> [Exercise details]: Print the passage of the hospital ship contract article from "The EMS, an" to "V-22 and H-53K." word for word.
Segment Start: Text excerpt
Austal USA awarded $867 million for three hospital ships
The EMS will be based on the USN's Expeditionary Fast Transport ship. (Image: Austal USA)
Austal USA will build three EMS for the US Navy (USN) under an US$867.6 million final design and construction contract. The ships will be built at the company’s aluminium manufacturing line following completion of the last Expeditionary Fast Transport (EPF 16).
The EMS, an EPF variant, has been designed to provide a dedicated medical ship optimised to provide patient holding, stabilisation, evacuation and transport in support of distributed maritime operations.
The EMS design will feature a shallow draft to enable greater reach and allow for direct access to austere ports. The flight deck will accommodate military aircraft including the V-22 and H-53K.
The ship designs will be aluminium, commercial-based catamarans that do not feature combat systems, with the original ships of the design built in Tasmania. Austal will build all of the EPFs to American Bureau of Shipping (ABS) standards.
Manufacture of two additional ships was approved in the FY2023 budget at that stage, which was for two additional ships at a value of $645 million, with plans to use the EPF as a base for the EMS being in the USN’s planning since at least 2021.
Carlos Del Toro, secretary of the Navy (SECNAV), said in May that it would be the navy’s first medical ship in 35 years.
Segment End: Text excerpt
Segment Start: Material provided
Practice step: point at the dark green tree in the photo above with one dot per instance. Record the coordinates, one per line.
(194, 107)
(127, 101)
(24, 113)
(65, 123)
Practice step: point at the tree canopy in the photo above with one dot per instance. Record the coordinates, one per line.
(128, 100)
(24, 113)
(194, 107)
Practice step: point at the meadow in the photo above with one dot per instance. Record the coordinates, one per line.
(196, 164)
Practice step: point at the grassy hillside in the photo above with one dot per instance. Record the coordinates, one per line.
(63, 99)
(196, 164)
Segment End: Material provided
> [Your response]:
The EMS, an EPF variant, has been designed to provide a dedicated medical ship optimised to provide patient holding, stabilisation, evacuation and transport in support of distributed maritime operations.
The EMS design will feature a shallow draft to enable greater reach and allow for direct access to austere ports. The flight deck will accommodate military aircraft including the V-22 and H-53K.